Set down, unchanged, every line of the records from the line with "Q: Mark a point on every instance of the brown" through the end of the records.

* Records supplied:

================================

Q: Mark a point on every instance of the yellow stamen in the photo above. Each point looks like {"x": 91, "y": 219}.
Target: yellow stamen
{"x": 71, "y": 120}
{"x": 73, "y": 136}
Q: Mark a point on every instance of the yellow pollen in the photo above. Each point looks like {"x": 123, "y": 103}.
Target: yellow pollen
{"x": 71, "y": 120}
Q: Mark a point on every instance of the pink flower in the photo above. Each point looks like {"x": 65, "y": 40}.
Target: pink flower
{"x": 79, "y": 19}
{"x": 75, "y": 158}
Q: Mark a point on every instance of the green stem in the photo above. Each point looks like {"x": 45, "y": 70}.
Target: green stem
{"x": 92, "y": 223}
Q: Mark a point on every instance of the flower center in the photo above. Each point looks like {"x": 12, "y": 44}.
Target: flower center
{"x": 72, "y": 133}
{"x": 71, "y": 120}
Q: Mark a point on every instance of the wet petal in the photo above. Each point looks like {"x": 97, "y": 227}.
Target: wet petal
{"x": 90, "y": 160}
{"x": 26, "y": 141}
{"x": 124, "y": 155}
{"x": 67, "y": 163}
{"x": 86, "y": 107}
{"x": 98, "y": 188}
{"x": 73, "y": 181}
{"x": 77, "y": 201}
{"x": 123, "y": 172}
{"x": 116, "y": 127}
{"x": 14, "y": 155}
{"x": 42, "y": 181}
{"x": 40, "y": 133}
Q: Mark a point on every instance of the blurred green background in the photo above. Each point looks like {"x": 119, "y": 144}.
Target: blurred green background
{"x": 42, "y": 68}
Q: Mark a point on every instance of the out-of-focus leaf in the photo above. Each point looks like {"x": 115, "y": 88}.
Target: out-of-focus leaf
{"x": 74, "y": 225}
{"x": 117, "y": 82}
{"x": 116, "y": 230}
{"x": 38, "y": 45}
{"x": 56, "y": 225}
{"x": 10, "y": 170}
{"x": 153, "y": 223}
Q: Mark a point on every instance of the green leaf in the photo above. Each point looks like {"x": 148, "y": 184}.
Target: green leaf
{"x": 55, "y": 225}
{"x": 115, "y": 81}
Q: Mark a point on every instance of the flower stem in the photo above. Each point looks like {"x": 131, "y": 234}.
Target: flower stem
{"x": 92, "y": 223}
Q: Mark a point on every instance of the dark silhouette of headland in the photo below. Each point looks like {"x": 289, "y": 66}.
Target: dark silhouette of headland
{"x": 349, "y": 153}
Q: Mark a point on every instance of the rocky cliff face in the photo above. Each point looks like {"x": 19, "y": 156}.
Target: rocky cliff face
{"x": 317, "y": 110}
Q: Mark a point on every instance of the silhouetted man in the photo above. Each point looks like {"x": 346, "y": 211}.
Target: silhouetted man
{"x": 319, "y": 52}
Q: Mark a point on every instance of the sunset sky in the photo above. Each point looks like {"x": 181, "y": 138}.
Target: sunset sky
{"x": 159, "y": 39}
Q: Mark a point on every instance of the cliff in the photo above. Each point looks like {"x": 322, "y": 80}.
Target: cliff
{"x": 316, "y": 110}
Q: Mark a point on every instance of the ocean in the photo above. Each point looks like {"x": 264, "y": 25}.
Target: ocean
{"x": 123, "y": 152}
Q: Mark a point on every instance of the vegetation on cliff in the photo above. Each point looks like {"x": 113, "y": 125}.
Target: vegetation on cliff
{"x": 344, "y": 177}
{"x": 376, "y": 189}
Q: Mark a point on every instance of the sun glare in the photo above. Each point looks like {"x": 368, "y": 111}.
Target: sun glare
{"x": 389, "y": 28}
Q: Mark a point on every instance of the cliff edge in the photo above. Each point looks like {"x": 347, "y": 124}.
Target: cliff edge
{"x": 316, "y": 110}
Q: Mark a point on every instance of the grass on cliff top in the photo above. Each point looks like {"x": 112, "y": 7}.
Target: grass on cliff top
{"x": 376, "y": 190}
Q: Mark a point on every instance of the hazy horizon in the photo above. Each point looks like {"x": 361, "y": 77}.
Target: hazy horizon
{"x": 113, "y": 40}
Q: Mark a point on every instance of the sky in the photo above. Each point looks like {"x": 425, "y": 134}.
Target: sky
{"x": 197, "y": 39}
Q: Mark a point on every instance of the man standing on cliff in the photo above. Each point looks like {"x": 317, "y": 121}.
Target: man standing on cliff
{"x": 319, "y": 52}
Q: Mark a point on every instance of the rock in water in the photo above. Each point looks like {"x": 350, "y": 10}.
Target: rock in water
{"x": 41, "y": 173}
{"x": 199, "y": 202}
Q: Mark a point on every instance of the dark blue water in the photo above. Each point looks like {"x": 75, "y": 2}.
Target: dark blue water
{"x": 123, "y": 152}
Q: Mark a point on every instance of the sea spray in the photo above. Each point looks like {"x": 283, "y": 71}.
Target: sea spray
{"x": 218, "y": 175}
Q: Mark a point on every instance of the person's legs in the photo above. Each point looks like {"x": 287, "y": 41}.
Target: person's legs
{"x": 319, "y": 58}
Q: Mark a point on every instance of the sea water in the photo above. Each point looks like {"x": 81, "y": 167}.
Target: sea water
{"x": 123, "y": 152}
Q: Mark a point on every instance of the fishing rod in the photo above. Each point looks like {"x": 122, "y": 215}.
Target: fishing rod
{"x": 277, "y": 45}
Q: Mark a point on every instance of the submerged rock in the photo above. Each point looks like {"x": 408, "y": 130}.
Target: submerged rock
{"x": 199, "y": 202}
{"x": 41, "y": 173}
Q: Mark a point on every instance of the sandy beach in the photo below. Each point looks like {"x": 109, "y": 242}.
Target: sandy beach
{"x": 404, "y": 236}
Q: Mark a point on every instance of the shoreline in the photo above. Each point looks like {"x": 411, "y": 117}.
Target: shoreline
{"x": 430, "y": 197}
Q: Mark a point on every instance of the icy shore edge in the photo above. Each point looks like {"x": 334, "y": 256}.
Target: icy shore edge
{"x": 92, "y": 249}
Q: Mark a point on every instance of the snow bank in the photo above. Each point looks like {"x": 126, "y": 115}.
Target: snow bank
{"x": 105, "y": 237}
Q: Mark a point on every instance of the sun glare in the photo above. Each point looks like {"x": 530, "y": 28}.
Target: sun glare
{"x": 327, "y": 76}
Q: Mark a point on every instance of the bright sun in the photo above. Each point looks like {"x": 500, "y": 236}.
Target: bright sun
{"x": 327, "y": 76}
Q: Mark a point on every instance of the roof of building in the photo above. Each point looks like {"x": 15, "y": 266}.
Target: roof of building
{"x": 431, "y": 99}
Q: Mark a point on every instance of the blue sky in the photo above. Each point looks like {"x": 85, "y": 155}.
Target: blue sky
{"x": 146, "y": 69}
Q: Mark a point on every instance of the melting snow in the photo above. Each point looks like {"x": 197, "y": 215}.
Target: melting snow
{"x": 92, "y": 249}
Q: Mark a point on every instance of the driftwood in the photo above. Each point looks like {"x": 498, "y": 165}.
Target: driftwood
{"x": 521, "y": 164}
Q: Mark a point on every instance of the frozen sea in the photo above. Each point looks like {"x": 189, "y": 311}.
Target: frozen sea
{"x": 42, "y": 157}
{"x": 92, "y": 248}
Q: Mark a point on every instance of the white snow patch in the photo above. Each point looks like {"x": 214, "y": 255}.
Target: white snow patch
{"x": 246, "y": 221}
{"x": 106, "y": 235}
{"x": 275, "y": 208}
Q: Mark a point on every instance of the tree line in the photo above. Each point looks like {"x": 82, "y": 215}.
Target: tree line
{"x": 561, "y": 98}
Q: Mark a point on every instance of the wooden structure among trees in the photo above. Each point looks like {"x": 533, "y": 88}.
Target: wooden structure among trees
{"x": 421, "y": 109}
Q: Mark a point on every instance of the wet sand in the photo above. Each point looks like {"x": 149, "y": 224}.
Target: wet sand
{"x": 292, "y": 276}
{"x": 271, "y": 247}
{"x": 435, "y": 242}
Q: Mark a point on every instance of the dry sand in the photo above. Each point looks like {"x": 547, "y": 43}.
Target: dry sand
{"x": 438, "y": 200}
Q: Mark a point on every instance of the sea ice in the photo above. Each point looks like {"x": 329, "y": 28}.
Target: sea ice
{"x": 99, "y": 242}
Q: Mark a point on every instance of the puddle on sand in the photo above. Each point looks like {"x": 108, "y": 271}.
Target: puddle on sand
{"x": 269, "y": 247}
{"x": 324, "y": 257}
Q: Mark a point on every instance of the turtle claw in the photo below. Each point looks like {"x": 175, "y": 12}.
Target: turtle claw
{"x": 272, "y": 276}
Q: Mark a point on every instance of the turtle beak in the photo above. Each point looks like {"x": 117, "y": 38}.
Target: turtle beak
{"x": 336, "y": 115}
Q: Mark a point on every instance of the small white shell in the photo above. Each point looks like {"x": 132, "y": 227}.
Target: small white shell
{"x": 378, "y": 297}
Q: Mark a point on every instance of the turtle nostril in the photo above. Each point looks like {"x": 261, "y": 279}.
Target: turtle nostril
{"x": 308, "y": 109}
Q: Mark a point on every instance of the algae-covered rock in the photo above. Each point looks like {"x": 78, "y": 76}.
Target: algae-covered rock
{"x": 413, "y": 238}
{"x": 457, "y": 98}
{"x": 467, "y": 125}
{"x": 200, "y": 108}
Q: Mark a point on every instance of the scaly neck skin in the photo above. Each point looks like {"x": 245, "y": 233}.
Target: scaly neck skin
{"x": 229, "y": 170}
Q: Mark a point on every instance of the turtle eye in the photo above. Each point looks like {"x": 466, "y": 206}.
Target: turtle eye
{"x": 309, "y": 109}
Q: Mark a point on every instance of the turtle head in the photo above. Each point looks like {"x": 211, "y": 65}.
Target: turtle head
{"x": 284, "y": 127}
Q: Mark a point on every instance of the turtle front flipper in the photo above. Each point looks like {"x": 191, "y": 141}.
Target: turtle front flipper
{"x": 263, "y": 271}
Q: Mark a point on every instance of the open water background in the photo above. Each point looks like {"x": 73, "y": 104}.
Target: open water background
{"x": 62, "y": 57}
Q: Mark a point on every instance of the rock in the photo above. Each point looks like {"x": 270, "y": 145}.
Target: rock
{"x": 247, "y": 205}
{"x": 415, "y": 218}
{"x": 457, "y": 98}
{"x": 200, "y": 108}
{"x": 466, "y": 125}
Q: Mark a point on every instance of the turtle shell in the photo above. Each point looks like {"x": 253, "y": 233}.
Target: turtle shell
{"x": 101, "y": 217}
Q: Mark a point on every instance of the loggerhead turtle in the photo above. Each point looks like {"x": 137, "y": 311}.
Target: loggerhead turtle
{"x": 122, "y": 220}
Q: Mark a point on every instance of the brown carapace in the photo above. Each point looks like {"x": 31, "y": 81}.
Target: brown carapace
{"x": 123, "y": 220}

================================

* Exercise result:
Q: Mark a point on every instance of the brown carapace in the photo above. Each point looks like {"x": 31, "y": 81}.
Target: brown carapace
{"x": 123, "y": 220}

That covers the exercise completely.